| Data lines |

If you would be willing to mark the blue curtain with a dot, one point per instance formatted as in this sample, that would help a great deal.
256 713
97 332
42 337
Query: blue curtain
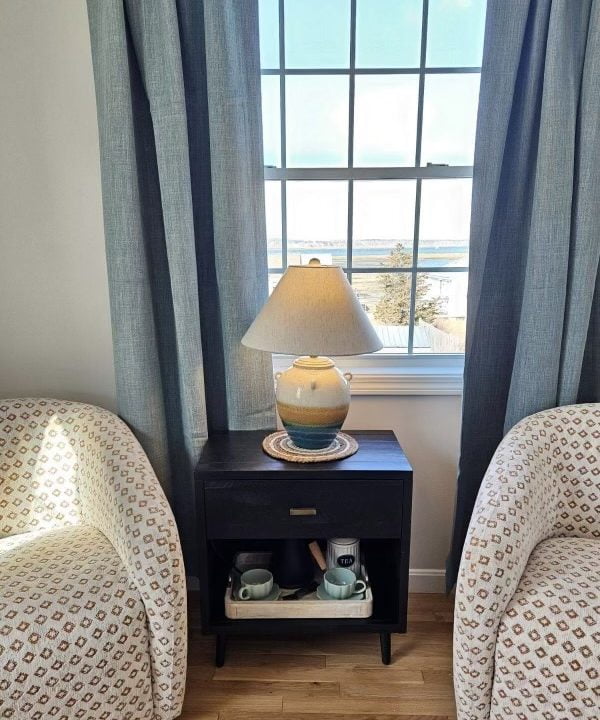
533 327
178 96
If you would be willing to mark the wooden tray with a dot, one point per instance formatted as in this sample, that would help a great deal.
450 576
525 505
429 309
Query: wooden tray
307 607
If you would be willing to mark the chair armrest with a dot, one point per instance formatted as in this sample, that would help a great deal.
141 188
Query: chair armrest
121 496
516 509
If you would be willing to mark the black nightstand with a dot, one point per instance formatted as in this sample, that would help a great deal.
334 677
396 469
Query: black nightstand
244 501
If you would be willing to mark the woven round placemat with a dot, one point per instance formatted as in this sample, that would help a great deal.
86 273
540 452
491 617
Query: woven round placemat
279 445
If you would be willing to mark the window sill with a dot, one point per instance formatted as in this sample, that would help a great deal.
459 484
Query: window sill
389 374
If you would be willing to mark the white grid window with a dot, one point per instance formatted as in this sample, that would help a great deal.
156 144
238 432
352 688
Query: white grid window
369 110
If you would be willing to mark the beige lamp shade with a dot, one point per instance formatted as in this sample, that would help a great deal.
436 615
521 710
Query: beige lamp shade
313 311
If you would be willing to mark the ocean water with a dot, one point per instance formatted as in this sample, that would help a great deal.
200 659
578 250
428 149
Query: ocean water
437 256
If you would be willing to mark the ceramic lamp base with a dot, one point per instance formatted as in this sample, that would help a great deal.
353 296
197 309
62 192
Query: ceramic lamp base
313 398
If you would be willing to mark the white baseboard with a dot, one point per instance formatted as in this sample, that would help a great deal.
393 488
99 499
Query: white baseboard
429 580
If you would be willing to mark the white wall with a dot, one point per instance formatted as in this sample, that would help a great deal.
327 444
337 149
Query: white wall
54 320
428 428
54 317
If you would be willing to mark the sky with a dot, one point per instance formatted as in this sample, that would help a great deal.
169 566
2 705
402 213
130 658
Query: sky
317 35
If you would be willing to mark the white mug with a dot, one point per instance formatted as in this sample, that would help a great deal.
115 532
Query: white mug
255 584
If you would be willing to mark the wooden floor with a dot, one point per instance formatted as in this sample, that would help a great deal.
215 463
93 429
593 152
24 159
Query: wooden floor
332 677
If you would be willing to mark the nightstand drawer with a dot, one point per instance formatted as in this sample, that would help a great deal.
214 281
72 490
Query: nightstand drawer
304 508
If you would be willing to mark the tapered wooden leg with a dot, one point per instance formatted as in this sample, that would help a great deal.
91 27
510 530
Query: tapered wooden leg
385 640
220 647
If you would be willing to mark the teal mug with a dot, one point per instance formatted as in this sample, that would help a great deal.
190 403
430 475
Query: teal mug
255 584
341 583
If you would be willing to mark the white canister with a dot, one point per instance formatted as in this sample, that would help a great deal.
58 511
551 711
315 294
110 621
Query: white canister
344 552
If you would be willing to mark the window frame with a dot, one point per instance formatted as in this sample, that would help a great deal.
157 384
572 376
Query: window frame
381 363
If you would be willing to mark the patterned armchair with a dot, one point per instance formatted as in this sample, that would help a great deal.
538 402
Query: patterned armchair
527 618
92 583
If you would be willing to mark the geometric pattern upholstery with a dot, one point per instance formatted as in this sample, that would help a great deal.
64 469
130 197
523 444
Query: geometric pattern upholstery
72 629
547 661
527 611
85 523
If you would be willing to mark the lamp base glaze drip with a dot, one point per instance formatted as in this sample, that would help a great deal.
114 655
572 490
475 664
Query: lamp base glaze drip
313 398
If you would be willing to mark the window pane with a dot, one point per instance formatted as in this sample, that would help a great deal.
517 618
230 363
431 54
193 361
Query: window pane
388 33
440 312
445 222
386 300
385 120
274 278
268 25
317 121
449 117
273 213
383 223
317 33
317 217
455 33
271 122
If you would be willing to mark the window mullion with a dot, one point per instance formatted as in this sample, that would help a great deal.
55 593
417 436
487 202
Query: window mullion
283 133
413 288
350 223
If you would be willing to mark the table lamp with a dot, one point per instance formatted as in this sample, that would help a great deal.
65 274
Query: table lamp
313 312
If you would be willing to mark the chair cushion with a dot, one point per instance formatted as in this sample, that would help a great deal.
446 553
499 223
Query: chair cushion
548 648
73 632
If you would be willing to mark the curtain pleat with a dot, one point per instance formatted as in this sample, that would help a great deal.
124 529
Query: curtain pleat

| Set task |
Quote the full listing above word for word; exclude every picture from the copy.

| Reply to the task |
If you would be willing to mark the blue curtain with a dot, one point per instance formatted as in this sample, that would help a great deal.
256 713
97 332
42 337
Query: blue curtain
533 327
178 96
If you would be willing to mark the wooden tray with a dot, one point per instance formatted as in this sample, that would help a great deal.
450 576
525 505
429 309
Query: wooden tray
307 607
If you would be willing to mark the chair armrest with a dot, one point per instance formatted as in this sample, that would help a great deal.
141 188
Query: chair armrest
121 496
516 509
If you would be willing to mark the black nightstand with a dot, one point per instance formatted as in this sample, that would help a great deal.
334 677
396 469
Query: black nightstand
244 501
If you would be willing to mark the woven round placemat with a dot, one point per instance formatted as in this sample, that would help a great deal.
86 273
540 452
491 617
Query: woven round placemat
279 445
If you would be willing to mark the window sill with a dot, one point per instance formatted as in this sample, that would help a great deal.
459 484
Query: window sill
389 374
If you would be willing to mark the white grid window with a dot, one point per instance formatted as in this sample, that would help a great deal.
156 144
238 432
352 688
Query: white grid window
369 110
If you would be willing to mark the beige lamp shade with a dot, one point per instance formatted as in this sample, that would help a great deal.
436 615
521 710
Query: beige lamp shade
313 311
If you would be willing to mark the ocean water with a dot, one point per instance formatted as in this sample, that would help a great deal.
200 659
578 250
428 149
Query: ocean water
437 256
If you would be willing to mark the ceramic lamp base with a dot, one point per instance formatted as in this sample, that would help a great deal.
353 296
197 309
62 192
Query: ceramic lamp base
313 398
If you would be willing to mark the white baseboard with a dot, one point per instance formatted as in this sample, that would help a great deal.
393 488
99 499
Query: white baseboard
429 580
If you would be willing to mark the white wall with a dot, one point per instance formatted as in this sample, that would help a great deal.
327 444
337 149
Query: white wall
54 320
428 428
54 317
If you would be willing to mark the sky with a dot, one point per instance formatted as in this sample, that would help a great deal.
169 566
2 705
402 213
130 658
Query: sky
317 35
If you would be willing to mark the white mug with a dot, one point per instance formatted as in this sample, that would help a great deal.
115 532
Query: white mug
255 584
If you would be willing to mark the wooden floor with a dot, one point per instance formatted as in this sample, that would help a great deal.
215 463
93 429
593 152
24 159
Query: wooden floor
332 677
If you would be willing to mark the nightstand drawer with a dot, one point per instance formatted as in this sample, that would help a great deal.
214 281
72 490
Query: nightstand drawer
304 508
If you would be willing to mark the tapered wooden leg with a dot, one point per instance formatted as in this sample, that would help a great deal.
91 27
510 530
Query: tapered wooden leg
385 640
220 647
If you would be willing to mark the teal mug with a dot, one point per instance formatted as in this sample, that would help a great deal.
190 403
430 475
Query: teal mug
255 584
341 583
If you would be willing to mark the white canister with a dot, one point per instance formatted as in this sample, that would help a great deal.
58 511
551 711
315 294
110 621
Query: white canister
344 552
If you would be willing to mark the window frame with a dot, one point per instance formatted as in this sample, that would help a great deal.
157 384
572 376
Query: window frame
381 363
If you would be willing to mark the patterned armchair with a dot, one point per instance formatted as in this sample, that would help a great deal.
538 402
Query: patterned armchair
527 618
92 583
If you would be willing to mark the geometric pattern upholstery with a dot, one point per instance formatted as in this sample, that would help a great deal.
64 469
130 197
523 444
Query: geometric pattern upholstery
72 629
547 661
527 611
85 523
If you would be willing to mark the lamp base glaze drip with a dot, one point per instance formatted as in this sample, that would help a great deal.
114 655
572 490
475 664
Query: lamp base glaze drip
313 398
If you would be willing to mark the window pane with a dot, one point per instance formatted as in this sample, that would help a great deal.
517 618
230 363
431 54
193 361
Query: window pane
388 33
440 312
445 222
386 300
385 120
274 278
268 25
317 121
449 117
273 213
383 223
317 33
317 217
455 33
271 122
If you would be willing to mark the window mullion with a dot, one point per instance formatted as in this sample, that would help a great deal.
55 593
417 436
487 202
Query: window mullion
283 133
413 288
350 223
If you would be willing to mark the table lamp with a dot, one point per instance formatted as in this sample, that would help a great deal.
65 274
Query: table lamp
313 312
If you would be willing to mark the chair cushion with a dot, one point per instance formatted as in this sample, that would help a great deal.
446 553
499 223
Query: chair cushion
548 648
73 632
If you would be willing to mark the curtain pleat with a dot, one point per instance formatted as in this sample, that would help a great deal.
124 529
Query: curtain pleat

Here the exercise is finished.